_EXERCISE 1_.
Answer these questions from the caregiving passage, one per line, marked (a), (b), (c):
(a) What surgery did the writer's fiancé have?
(b) Where would the best friends be with the couple?
(c) According to what the writer once heard, why are CF patients more sensitive to other people's needs?
_EXERCISE 2_.
Does each statement below agree with the caregiving passage? Answer yes or no and quote the words that decide it.
(a) The fiancé's surgery was planned months in advance.
(b) One of the best friends' jobs was to make sure the writer took care of herself or himself.
(c) The writer says she or he is often a noncompliant patient.
_EXERCISE 3_.
Carry on the caregiving passage, starting after its final sentence.

EXERCISE PASSAGE START

Having cystic fibrosis and experiencing quality care as a patient has made me feel confident in my ability to provide quality care for another person. I heard someone say once that CF patients are more sensitive to other people's needs because we're always having to monitor ourselves. And that vigilance can carry over into other parts of life, like when you switch from being the one who needs the care to becoming the one who provides the care.
The caregiver switch happened when my fiancé, now husband, had open heart surgery. It all came about rather suddenly, but we did have time to prepare plans for how he'd be cared for once he came home and was recovering from such an extensive surgery.
Something that I struggled with, and had to accept, was that I wouldn't be able to be the caregiver in the traditional sense.
I couldn't be there for him in the ways he had been there for me so many times before. It was a difficult truth for me to accept.
To deal with this reality, we set a plan in place. Our best friends would be with us in the intensive care unit (ICU) waiting room and one of their jobs was to make sure I took care of myself. Although I am an incredibly compliant patient, when it comes to stressful situations, it is human nature to forget to eat, drink water, or do that mid-afternoon treatment. Our minds are elsewhere, and we need help to stay on top of everything, especially when our own health is at stake.

EXERCISE PASSAGE END
EXTRACTED INFORMATION START

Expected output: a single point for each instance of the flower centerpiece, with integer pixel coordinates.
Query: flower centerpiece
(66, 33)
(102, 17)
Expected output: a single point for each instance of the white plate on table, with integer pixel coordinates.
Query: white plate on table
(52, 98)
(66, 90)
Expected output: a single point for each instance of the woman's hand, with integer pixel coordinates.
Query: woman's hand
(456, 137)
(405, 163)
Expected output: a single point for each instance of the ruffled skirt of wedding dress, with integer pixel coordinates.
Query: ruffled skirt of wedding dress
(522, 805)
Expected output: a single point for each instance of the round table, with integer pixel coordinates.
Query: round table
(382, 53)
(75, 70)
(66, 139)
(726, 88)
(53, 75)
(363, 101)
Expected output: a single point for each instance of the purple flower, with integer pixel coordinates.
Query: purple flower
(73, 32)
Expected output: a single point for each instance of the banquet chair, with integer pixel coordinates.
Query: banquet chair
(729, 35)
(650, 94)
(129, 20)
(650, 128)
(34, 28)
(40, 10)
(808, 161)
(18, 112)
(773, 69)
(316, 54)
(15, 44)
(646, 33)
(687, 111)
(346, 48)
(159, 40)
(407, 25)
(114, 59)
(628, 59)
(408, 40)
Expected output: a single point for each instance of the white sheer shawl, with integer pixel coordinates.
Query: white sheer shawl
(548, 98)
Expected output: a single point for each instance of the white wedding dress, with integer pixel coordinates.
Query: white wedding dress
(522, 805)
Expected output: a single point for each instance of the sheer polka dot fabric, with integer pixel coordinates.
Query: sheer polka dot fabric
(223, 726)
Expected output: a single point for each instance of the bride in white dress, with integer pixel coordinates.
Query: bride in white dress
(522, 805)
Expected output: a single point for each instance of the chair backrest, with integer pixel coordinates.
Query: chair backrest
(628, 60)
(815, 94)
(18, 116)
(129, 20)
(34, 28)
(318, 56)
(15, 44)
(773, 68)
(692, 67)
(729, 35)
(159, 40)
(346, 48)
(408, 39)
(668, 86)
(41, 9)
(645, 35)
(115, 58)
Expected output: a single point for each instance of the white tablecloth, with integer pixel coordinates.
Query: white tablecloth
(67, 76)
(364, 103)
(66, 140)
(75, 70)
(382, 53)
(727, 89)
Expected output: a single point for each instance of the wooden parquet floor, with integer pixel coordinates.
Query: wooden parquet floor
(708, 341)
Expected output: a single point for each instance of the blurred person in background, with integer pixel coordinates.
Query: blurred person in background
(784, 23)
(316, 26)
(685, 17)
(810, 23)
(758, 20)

EXTRACTED INFORMATION END

_RESULT 1_.
(a) Open heart surgery.
(b) In the intensive care unit (ICU) waiting room.
(c) Because they're always having to monitor themselves.

_RESULT 2_.
(a) No: "It all came about rather suddenly"
(b) Yes: "one of their jobs was to make sure I took care of myself"
(c) No: "I am an incredibly compliant patient"

_RESULT 3_.
Once my fiancé was out of the ICU, I had to go home to rest, which is something we agreed upon when we learned of his surgery. Because he would spend four to five more days in the hospital, we spoke with friends in the area, and they happily checked in on him every day. In addition to the ICU group and the daily visitor group, we also had a couple of people from our church who drove him to and from his appointments that were three hours away from home. And once he got home, we also scheduled sitters to stay with him when his brother -- and roommate -- was at work.
Having to prioritize my health, while still having the desire to be available to my fiancé, meant that I had to accept I couldn't do everything.
Surrendering parts of caregiving to others was hard, but it was a decision that had to be made -- not only for my health, but for his health, as well.
Although, I couldn't be the caregiver I wanted so desperately to be, there were things I was able to do. Due to my comfort levels in hospitals and with medical staff, I was able to be his advocate when we weren't familiar with terms, plans, etc. Because of my decades-long history of organizing and timing my own medications to near perfection, I was able to do the same for him. A man who never took medicine before in his adult life beyond an occasional Advil, now had a medicine cabinet filled to the brim with incomprehensible medical terms and overwhelming instructions; but they made sense to me. And although keeping all his medications straight wasn't caregiving in the traditional sense, it was still caregiving.
We have to remember that just like we can't go through the valleys and hills of this illness alone, we can't approach difficult moments in life alone either. To provide care for the ones we love, let's look to our strengths, acknowledge our weaknesses, and ask people to fill in the gaps.
People want to help. We need to be brave enough to ask for that help. And that is how we can be caregivers too.